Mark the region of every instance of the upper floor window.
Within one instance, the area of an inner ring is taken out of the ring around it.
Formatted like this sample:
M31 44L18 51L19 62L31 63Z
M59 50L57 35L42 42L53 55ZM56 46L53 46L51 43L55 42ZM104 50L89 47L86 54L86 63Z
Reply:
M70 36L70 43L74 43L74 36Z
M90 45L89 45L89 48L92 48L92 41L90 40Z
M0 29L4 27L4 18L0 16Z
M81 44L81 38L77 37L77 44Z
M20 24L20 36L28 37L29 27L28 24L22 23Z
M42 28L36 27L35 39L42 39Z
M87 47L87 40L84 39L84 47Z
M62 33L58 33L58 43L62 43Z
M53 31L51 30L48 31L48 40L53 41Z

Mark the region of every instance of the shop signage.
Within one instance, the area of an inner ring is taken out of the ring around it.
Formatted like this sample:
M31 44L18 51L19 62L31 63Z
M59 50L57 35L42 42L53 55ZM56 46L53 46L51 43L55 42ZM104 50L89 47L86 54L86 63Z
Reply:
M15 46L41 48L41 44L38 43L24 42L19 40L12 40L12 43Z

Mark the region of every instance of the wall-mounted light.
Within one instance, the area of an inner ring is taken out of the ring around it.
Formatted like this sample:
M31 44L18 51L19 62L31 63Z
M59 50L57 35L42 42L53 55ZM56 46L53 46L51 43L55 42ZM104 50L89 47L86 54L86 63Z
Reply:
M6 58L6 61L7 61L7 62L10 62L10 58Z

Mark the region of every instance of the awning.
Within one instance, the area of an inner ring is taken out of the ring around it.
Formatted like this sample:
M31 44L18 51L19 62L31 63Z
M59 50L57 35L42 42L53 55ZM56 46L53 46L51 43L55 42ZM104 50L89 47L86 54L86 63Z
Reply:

□ □ □ □ □

If a line in the records above has the word "Mark", copy it.

TASK SOLUTION:
Mark the region of every instance of the upper floor window.
Mark the region of every instance of the shop signage.
Mark the region of every instance of the wall-mounted light.
Mark the region of every instance of the awning.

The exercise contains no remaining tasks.